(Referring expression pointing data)
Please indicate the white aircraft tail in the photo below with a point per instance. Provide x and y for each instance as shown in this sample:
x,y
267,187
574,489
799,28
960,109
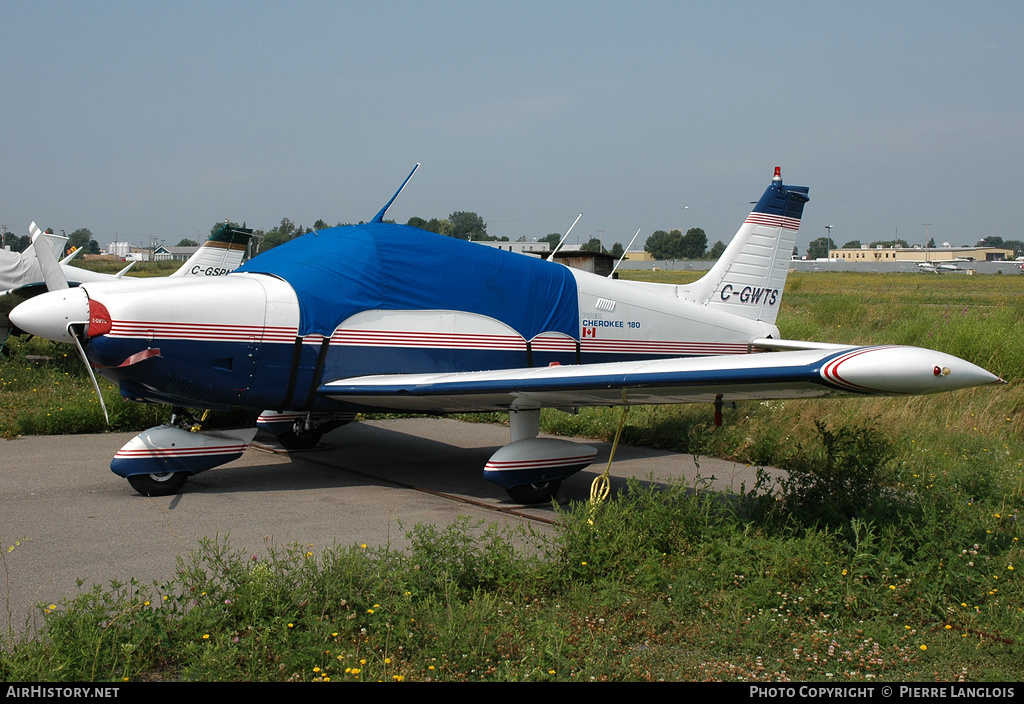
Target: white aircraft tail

● **Your assignment**: If a line in the entries above contains the word "white", copy it.

● **Exercise result**:
Please indicate the white aircraft tail in the photo below with a point per instance. Provide x and y for each instance as shown in this sample:
Target: white aircraft tail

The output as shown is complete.